- _REQUIREMENTS_
Reproduce all the entries exactly.

Data listing:
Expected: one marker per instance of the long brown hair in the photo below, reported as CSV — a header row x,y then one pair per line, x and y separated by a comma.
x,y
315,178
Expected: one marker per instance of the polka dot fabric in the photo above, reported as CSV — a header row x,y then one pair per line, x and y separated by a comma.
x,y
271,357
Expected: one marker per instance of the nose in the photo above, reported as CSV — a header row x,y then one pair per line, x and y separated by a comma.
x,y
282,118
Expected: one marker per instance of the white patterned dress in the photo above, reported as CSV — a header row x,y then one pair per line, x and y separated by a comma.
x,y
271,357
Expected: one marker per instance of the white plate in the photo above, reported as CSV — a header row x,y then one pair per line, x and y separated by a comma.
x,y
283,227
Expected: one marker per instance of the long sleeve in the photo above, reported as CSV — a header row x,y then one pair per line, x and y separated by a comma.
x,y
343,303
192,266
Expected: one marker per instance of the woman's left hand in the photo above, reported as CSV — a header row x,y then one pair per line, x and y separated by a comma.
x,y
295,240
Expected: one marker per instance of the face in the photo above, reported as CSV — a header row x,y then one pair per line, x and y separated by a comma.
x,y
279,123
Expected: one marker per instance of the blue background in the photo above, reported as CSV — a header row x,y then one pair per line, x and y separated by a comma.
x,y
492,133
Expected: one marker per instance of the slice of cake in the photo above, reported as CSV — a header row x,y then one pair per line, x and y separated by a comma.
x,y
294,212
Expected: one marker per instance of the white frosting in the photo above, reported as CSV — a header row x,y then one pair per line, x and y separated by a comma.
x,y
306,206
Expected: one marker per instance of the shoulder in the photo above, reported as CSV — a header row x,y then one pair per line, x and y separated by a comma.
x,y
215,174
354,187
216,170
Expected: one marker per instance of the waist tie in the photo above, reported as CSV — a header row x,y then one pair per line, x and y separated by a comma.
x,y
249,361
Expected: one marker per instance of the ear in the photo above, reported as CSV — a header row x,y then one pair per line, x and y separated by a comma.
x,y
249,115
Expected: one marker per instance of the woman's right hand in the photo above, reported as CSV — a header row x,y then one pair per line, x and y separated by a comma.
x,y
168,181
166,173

- _ANSWER_
Expected: one marker per instance of the long brown hair in the photo below, reported as CSV — a header row x,y then one pair per line, x and y separated by a comma.
x,y
315,178
Expected: one marker per instance of the polka dot fabric in the photo above, reported as CSV — a header row x,y then one pair per line, x and y separated by a comma.
x,y
271,357
Expected: one marker per instance of the nose in the photo above, reported as CSV — a header row x,y then one pair per line, x and y separated by a comma.
x,y
282,118
Expected: one marker per instance of the white patterned dress in the photo above, reported as CSV — a header row x,y then one pair per line, x and y separated by a comma.
x,y
271,357
Expected: one marker per instance of the white plate in the photo above, reported as CSV — a header row x,y then one pair per line, x and y separated by a comma.
x,y
283,227
Expected: one marker per instance of the long sleeve in the photo above, reported as CSV — a header row x,y then one pair per line, x and y separated by a comma.
x,y
343,303
192,266
Expected: one marker per instance of the woman's left hand in the photo above, reported as CSV — a header row x,y then one pair per line, x and y separated by a comma.
x,y
295,240
Expected: one marker per instance of the face in the photo above, reported as CSV — a header row x,y then one pair per line, x and y separated by a comma.
x,y
279,123
Expected: one marker per instance of the blue background in the photo above, reported as CSV — a header row x,y then one pair per line, x and y separated by a comma.
x,y
492,133
Expected: one marker per instance of the slice of cake in the photo above, reported as CSV — a header row x,y then one pair per line, x and y separated by a comma.
x,y
294,212
Expected: one marker per instance of the white frosting in the photo above, reported as CSV — a header row x,y then one pair per line, x and y separated by a comma.
x,y
306,206
Expected: one marker per instance of the shoulder in the photo above, reported as CSV — a header row x,y then one pair per line, x and y separated by a comma.
x,y
215,174
354,187
216,170
Expected: one marker per instance of the waist tie in the photo above, reported as CSV — a header row x,y then one pair per line, x and y separated by a comma.
x,y
249,361
Expected: one marker per instance of the ear in the photo above, reported as CSV — a header row x,y then one pair per line, x and y separated by a comma.
x,y
249,115
Expected: one marker per instance of the woman's right hand in the photo above, reported as CSV — a header row x,y then one pair per line, x and y separated by a comma.
x,y
168,181
166,173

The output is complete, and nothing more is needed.